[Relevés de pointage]
-----

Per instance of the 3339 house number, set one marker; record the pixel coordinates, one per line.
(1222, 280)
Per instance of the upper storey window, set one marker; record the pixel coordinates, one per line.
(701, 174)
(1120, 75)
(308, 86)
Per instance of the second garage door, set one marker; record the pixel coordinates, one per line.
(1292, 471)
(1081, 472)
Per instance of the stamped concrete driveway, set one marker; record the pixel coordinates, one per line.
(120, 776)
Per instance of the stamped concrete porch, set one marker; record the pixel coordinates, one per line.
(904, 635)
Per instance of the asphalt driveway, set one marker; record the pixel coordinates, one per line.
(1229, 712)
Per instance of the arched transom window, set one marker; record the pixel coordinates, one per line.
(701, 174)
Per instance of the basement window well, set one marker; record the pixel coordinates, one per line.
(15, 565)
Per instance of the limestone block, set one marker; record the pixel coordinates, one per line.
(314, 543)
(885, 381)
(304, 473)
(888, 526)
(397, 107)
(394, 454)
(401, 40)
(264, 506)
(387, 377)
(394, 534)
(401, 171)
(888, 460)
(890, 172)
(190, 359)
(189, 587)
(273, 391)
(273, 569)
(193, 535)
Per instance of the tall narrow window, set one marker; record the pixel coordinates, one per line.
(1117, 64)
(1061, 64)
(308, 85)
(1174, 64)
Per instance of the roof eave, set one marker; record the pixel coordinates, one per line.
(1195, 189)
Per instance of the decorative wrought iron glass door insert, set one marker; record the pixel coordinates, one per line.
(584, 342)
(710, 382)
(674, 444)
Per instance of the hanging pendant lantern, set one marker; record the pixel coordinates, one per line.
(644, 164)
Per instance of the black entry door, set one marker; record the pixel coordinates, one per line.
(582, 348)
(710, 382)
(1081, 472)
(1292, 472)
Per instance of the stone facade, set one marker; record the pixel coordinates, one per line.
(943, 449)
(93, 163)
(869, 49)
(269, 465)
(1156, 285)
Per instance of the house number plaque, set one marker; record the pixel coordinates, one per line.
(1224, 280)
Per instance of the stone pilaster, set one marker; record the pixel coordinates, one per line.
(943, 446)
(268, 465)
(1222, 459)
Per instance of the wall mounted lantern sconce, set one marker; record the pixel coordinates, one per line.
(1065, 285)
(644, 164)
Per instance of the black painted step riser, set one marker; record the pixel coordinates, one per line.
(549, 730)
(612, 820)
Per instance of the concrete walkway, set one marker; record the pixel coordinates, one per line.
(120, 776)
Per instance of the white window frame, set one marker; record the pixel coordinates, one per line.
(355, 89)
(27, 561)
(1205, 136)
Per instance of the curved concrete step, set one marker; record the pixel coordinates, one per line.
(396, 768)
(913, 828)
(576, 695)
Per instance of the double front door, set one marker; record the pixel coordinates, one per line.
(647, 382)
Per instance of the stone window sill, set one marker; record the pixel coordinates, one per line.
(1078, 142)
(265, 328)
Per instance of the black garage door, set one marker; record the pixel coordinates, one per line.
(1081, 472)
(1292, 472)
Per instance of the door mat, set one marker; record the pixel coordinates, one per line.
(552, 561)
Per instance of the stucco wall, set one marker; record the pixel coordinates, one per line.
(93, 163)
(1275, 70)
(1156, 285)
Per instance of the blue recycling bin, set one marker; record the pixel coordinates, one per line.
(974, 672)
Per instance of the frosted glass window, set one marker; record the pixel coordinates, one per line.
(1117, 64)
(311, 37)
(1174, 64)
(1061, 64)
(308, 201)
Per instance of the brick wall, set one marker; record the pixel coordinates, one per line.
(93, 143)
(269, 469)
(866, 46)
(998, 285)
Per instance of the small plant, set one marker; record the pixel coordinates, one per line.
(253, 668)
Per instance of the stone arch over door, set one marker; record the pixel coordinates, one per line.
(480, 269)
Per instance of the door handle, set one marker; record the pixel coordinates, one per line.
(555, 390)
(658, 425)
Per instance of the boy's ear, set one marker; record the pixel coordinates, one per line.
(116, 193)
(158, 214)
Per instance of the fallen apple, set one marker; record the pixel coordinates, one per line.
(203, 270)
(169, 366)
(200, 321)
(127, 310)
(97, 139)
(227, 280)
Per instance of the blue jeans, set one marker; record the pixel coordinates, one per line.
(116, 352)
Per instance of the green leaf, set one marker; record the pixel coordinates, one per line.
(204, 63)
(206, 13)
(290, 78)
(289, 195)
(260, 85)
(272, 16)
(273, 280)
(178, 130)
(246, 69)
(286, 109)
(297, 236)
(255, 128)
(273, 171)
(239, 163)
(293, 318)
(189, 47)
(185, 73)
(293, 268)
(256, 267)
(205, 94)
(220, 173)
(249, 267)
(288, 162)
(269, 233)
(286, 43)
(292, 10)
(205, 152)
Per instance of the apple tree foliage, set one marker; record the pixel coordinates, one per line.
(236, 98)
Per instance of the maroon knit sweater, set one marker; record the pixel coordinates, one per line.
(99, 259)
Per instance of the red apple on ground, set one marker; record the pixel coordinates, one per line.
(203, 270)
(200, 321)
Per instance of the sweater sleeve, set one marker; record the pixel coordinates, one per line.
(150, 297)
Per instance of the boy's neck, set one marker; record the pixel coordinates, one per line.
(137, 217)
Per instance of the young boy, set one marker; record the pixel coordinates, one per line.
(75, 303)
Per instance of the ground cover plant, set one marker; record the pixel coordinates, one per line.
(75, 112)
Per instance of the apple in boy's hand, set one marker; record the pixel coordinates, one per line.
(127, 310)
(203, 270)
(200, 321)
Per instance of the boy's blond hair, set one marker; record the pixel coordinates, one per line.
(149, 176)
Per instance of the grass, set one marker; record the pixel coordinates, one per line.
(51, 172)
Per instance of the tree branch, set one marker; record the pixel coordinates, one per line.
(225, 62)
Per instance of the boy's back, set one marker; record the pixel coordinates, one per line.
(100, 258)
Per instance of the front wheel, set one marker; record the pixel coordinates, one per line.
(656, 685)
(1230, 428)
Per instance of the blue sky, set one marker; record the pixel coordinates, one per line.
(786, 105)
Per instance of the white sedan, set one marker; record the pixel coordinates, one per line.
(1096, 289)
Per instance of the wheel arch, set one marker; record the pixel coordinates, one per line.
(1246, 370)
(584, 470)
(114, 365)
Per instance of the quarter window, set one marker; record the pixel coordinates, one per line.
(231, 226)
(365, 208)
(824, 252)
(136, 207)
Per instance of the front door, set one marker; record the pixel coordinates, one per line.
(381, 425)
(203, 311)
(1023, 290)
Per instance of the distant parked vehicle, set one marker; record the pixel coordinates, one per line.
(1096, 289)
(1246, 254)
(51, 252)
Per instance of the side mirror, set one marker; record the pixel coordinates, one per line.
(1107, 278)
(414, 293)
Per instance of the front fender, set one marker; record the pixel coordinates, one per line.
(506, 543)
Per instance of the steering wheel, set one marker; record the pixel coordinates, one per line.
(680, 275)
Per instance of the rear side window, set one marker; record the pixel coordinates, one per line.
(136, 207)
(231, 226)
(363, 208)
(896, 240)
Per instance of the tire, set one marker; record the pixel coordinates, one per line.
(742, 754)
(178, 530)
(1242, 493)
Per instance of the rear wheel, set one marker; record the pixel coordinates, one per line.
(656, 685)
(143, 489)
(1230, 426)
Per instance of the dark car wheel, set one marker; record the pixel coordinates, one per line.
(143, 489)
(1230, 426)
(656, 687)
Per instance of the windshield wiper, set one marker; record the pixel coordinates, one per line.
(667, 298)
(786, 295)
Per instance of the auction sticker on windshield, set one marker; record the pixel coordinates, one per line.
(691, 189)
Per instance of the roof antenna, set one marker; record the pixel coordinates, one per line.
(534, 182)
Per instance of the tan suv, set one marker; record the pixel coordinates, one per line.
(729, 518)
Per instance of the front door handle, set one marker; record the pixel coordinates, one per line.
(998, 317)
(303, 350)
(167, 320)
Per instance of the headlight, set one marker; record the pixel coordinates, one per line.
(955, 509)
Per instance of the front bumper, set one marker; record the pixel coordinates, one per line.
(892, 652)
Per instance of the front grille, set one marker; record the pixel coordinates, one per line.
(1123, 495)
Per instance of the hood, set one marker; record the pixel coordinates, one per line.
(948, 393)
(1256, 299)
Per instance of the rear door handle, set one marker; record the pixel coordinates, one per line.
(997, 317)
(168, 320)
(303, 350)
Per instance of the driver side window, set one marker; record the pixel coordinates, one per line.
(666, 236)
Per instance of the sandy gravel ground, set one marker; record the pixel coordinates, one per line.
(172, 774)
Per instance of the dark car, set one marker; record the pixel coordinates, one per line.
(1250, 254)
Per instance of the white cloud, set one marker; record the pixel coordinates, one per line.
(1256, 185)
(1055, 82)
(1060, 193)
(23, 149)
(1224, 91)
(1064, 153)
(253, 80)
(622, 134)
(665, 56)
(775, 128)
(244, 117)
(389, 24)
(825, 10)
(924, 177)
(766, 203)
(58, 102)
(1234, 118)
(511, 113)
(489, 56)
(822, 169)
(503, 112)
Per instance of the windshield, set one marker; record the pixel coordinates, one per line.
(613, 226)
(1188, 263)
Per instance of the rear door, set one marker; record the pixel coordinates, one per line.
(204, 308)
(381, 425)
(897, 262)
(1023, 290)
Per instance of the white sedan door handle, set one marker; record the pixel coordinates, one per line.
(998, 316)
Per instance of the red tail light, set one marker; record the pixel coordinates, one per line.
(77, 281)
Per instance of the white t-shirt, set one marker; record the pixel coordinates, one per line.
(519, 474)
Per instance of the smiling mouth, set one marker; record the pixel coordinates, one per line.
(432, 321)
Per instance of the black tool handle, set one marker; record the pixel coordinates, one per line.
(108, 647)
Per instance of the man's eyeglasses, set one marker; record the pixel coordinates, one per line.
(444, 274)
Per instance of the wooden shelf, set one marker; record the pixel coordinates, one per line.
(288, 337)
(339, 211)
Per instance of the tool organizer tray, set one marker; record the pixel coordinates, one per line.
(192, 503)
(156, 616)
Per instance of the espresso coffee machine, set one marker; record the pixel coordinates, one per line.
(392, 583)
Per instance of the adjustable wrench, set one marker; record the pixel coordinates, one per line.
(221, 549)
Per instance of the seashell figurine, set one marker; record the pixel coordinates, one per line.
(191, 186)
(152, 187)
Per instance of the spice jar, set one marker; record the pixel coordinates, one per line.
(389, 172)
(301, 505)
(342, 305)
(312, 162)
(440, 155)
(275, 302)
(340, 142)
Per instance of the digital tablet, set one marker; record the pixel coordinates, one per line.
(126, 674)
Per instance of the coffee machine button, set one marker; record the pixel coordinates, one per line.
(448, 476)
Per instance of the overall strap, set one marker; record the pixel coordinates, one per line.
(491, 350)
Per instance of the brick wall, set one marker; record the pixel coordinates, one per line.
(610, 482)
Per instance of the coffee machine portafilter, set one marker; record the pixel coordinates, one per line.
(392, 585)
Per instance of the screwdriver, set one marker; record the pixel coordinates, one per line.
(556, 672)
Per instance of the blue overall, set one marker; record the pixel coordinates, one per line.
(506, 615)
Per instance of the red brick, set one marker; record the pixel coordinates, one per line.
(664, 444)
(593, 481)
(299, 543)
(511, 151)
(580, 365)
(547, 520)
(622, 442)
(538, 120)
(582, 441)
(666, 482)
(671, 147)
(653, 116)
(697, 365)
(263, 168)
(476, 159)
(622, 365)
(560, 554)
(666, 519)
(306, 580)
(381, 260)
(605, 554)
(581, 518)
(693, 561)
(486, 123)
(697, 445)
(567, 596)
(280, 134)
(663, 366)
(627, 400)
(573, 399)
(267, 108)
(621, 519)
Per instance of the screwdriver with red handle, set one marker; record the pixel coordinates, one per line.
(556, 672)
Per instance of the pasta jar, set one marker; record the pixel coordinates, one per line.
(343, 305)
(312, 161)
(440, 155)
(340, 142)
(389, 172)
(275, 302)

-----

*CONSIGNE*
Reproduisez les lignes, en commençant par celle qui contient « Per instance of the front grille, set » et jusqu'à celle qui contient « (1250, 254) », toutes deux comprises, en substituant « black car » à « dark car ». Tout le reste doit demeurer inchangé.

*SOLUTION PROPOSÉE*
Per instance of the front grille, set one marker; record the pixel coordinates, one per line.
(1123, 495)
Per instance of the hood, set one marker; record the pixel coordinates, one per line.
(948, 393)
(1256, 299)
Per instance of the rear door handle, set one marker; record the pixel coordinates, one per line.
(997, 317)
(168, 320)
(303, 350)
Per instance of the driver side window, set one marker; record the pixel coordinates, one per line.
(666, 236)
Per instance of the sandy gravel ground, set one marker; record the pixel coordinates, one per line.
(172, 774)
Per instance of the black car, set one marker; record the pixel coordinates, one per line.
(1250, 254)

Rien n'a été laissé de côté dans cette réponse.